Across all the records below, count the lines that hold "cover". State only that figure.

- - - - -

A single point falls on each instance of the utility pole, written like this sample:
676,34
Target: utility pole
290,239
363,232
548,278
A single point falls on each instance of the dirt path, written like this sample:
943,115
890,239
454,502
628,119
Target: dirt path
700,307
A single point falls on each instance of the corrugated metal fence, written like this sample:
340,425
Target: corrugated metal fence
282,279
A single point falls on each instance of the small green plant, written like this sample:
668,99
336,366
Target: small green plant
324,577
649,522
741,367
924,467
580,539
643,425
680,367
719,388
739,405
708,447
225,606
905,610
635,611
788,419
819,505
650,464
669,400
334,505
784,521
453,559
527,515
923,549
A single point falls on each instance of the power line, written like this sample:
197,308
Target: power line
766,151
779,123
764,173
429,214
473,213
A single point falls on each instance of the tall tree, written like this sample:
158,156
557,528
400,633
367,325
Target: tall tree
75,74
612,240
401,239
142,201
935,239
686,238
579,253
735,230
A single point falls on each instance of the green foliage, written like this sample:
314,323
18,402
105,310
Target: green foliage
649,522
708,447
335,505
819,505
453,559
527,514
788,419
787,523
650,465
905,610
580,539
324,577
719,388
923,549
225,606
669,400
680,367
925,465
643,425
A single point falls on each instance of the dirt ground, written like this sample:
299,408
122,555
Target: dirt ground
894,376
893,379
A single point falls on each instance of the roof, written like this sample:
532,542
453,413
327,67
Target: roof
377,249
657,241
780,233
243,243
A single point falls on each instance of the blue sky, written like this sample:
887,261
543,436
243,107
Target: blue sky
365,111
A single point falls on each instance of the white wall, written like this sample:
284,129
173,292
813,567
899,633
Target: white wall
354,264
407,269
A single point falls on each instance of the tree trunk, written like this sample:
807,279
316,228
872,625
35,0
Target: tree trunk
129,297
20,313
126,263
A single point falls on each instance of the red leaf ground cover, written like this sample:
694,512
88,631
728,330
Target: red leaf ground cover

- - - - -

= Task response =
2